■ **Written tasks**:
• 1. Answer these questions about the author biographies:
(a) What are the titles and years of the two books by Nancy E. Dowd that are named?
(b) Who shares the role of Co-Director of the Yale University Family Television Research and Consultation Center with Dorothy G. Singer?
(c) Which award did Dorothy G. Singer receive in 2009, and from which organization?
• 2. Proceed with the author biographies, picking up right after their final sentence.
Start of Given text
Nancy E. Dowd is Chesterfield Smith Professor of Law at the Fredric G. Levin College of Law at the University of Florida, and Co-Director of the Center for Children and Families at UF. The author of In Defense of Single Parent Families (1997) and Redefining Fatherhood (2001), and a reader on feminist legal theory, she has published extensively on non-traditional families, work/family issues, civil rights, and feminist theory.

Dorothy G. Singer, is retired Senior Research Scientist, Department of Psychology, Yale University. Dr. Singer is also Co-Director, with Jerome L. Singer, of the Yale University Family Television Research and Consultation Center affiliated with the Zigler Center for Child Development and Public Policy. She is a Fellow of the American Psychological Association. Her research and publications are in the area of early childhood development, television effects on youth, and parent training in imaginative play. She received the Distinguished Alumni Award from Teachers College, Columbia University in 2006, and in 2009, the Award for Distinguished Lifetime Contributions to Media Psychology from the American Psychological Association.
End of Given text
Start of Record list
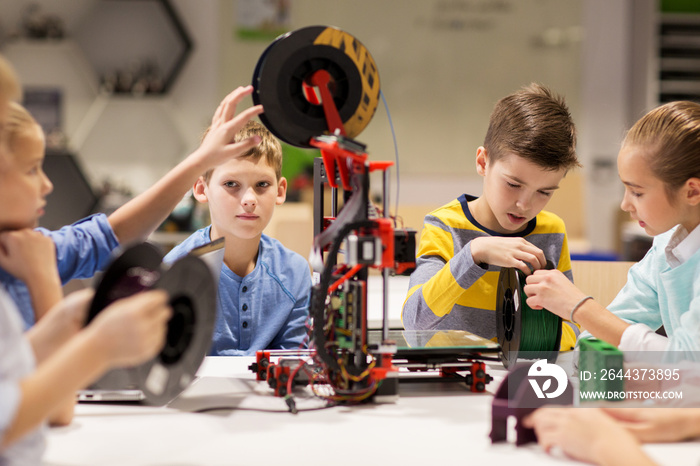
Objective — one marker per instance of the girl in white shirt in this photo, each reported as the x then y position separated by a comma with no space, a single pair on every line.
659,164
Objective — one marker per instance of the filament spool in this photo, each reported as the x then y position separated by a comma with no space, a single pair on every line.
192,296
284,70
519,328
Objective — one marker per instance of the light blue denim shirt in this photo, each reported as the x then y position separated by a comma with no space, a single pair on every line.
82,249
266,309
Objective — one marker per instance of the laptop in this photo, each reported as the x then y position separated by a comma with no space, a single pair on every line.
117,385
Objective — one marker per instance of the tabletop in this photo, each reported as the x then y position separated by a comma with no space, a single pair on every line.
227,417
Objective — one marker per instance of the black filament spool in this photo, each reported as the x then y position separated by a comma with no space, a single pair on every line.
290,61
191,288
515,326
134,270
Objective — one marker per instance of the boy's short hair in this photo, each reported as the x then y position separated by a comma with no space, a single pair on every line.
269,147
533,123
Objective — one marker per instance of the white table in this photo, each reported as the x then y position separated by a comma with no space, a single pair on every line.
430,424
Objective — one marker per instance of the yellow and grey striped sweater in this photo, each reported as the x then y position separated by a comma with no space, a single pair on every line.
449,291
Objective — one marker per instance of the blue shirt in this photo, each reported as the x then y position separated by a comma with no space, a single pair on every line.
266,309
657,294
82,249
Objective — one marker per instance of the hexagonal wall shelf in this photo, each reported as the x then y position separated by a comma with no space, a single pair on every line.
135,46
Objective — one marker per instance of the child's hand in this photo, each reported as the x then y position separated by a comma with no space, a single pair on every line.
28,255
218,145
508,252
65,320
132,330
585,434
658,424
551,290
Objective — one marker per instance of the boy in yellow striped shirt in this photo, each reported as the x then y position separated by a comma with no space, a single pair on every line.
529,147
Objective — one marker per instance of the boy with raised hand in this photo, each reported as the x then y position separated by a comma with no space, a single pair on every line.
40,370
529,147
264,288
86,247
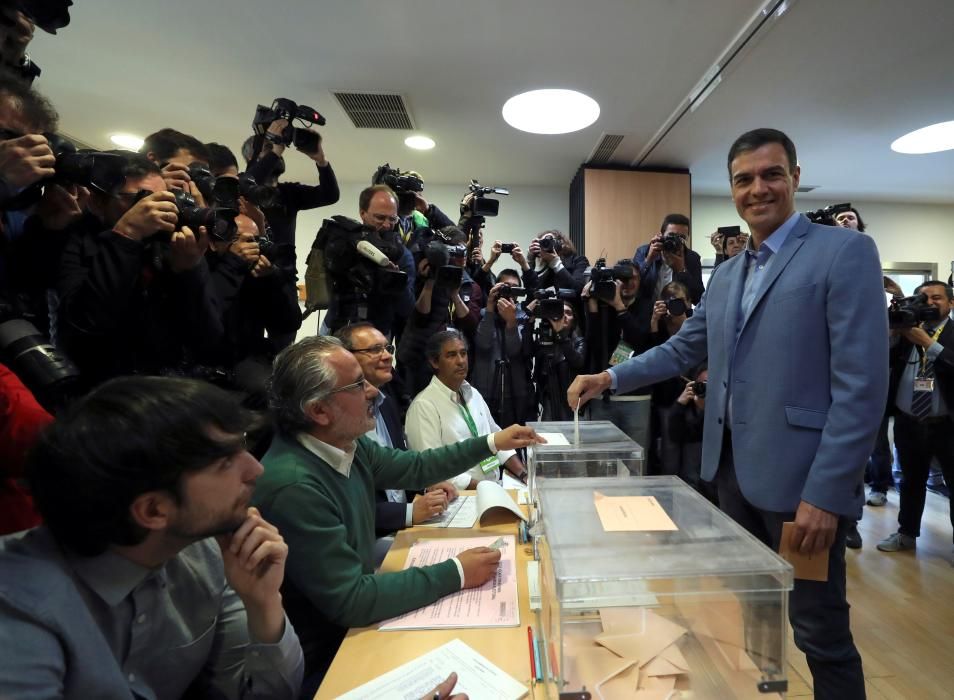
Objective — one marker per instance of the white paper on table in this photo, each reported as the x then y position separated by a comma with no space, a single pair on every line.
460,513
476,676
492,605
554,438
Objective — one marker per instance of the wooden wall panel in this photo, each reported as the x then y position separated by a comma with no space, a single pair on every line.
623,209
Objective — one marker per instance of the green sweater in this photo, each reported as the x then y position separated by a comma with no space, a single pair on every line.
328,522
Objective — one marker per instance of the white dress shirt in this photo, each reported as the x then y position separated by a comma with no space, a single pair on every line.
436,418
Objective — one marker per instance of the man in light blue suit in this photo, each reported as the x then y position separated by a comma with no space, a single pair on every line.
795,331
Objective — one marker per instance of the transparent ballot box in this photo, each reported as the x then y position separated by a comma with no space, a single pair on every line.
603,450
689,605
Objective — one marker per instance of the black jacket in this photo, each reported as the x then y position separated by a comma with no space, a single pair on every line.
118,314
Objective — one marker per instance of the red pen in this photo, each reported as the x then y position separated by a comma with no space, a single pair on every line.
533,665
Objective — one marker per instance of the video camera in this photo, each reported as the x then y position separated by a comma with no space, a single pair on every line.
282,108
404,185
550,303
912,311
604,278
438,247
475,206
95,170
826,216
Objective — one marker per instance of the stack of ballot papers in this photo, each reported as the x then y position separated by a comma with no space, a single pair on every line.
638,656
476,677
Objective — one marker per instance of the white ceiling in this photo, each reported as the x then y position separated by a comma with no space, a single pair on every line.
843,77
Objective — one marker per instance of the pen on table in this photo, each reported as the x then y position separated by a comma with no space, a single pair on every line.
532,647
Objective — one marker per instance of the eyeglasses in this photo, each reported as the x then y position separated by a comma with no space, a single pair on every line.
376,350
354,388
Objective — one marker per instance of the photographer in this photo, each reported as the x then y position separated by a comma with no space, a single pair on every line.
255,299
377,209
134,288
558,352
680,452
292,197
554,263
728,242
480,269
667,258
500,373
447,296
617,328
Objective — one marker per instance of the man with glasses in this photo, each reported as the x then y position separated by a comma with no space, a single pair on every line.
377,208
133,285
321,472
395,509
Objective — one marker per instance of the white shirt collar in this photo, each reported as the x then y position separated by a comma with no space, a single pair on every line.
339,460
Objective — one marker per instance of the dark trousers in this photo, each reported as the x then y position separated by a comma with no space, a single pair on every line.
818,611
917,443
878,472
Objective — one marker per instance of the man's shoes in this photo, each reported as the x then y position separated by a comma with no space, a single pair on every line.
853,538
897,542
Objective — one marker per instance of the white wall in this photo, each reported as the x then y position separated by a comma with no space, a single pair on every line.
903,232
523,214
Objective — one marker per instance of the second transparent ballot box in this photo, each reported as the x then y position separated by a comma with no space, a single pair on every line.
602,450
646,586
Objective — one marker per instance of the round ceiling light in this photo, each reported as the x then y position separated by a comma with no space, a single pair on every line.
127,141
550,111
421,143
930,139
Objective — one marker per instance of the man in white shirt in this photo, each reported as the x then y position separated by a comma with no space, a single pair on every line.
450,410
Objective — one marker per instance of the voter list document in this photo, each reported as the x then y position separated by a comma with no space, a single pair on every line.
492,605
477,677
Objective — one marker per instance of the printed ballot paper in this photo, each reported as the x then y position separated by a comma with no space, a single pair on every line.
492,605
466,510
476,676
631,513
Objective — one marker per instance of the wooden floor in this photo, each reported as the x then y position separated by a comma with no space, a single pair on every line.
902,609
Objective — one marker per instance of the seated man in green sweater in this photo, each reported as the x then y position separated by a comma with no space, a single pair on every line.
321,473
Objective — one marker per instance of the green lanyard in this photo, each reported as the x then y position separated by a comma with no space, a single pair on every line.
468,419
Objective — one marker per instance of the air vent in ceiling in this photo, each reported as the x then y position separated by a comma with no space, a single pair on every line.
604,150
369,110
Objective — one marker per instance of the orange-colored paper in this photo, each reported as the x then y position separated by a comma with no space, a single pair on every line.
811,567
631,513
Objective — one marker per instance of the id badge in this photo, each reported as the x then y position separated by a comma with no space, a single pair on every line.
622,353
491,464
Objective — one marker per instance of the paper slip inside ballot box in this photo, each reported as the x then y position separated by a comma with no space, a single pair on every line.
492,605
554,438
476,676
810,567
467,510
631,513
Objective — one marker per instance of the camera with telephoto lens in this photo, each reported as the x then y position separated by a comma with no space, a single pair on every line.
826,215
676,307
227,190
303,139
672,243
44,369
604,278
476,206
550,302
511,293
439,247
404,185
95,170
910,312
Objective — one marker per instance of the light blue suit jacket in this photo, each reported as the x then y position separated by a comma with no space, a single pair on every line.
809,369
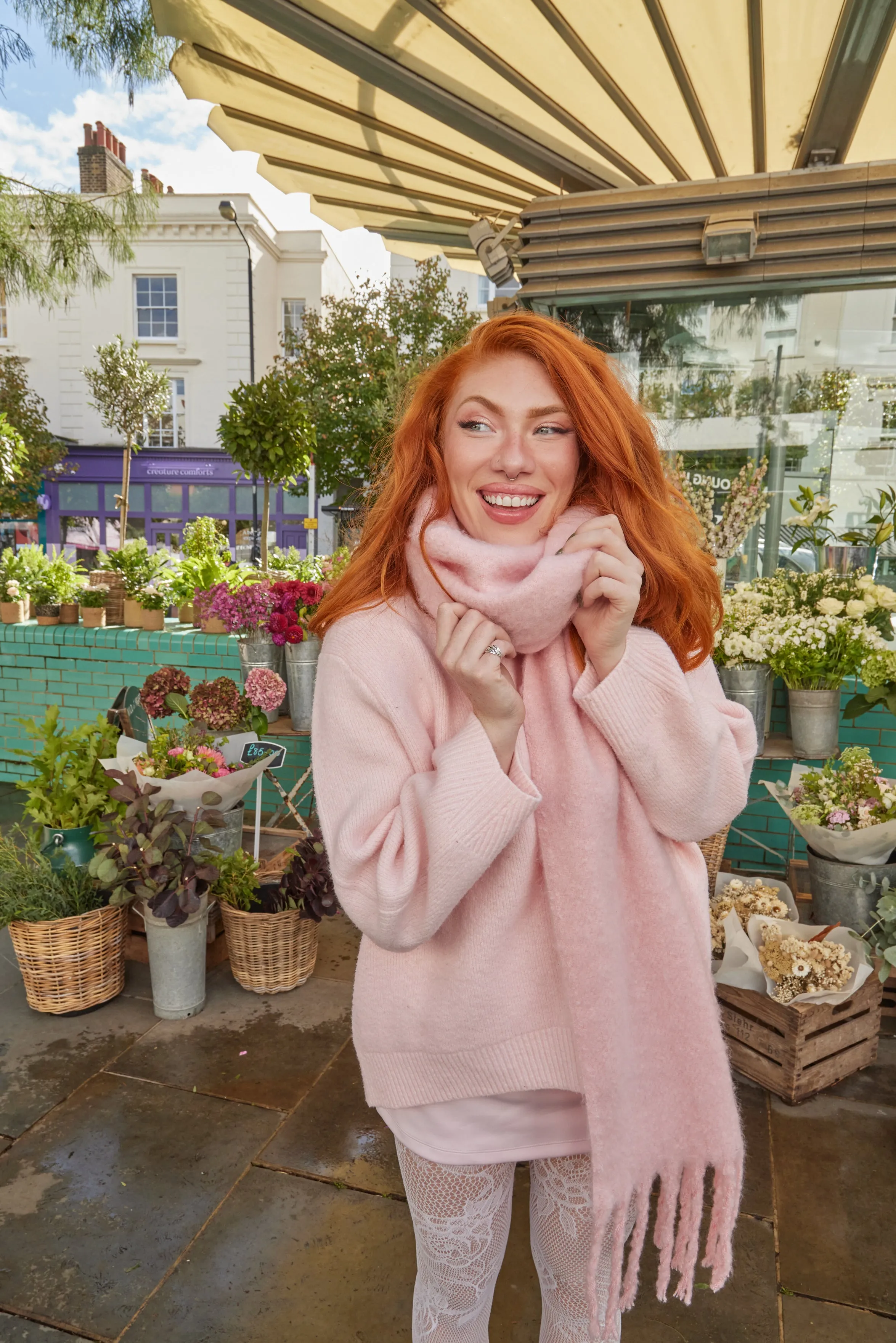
End of Record list
■ **Answers by task**:
• 1.
(a) In Defense of Single Parent Families (1997) and Redefining Fatherhood (2001).
(b) Jerome L. Singer.
(c) The Award for Distinguished Lifetime Contributions to Media Psychology, from the American Psychological Association.

• 2.
Robin Fretwell Wilson is Associate Professor of Law at the University of Maryland School of Law. She has published articles on the risks of abuse to children in the Cornell Law Review, Emery Law Journal, Journal of Child and Family Studies, Washington University Journal of Law & Policy, and Child and Family Law Quarterly. She has testified on the use of social science research in legal decision-making before the Federal Trade Commission and Department of Justice Joint Hearings on Health Care. A member of the Executive Committee of the Family and Juvenile Law Section of the Association of American Law Schools, Professor Wilson has frequently lectured on violence against children, including presentations at the Family Law Project hosted by Harvard University Law School, the National Society for the Prevention of Cruelty to Children in London, the Tenth World conference of the International Society of Family Law in Brisbane, Australia, the Third International Conference on Child and Adolescent Mental Health in Brisbane, the 2004 Helping Families Change conference in Auckland, New Zealand, and the Ninth Regional European Conference of the International Society for the Prevention of Child Abuse and Neglect in Warsaw, Poland.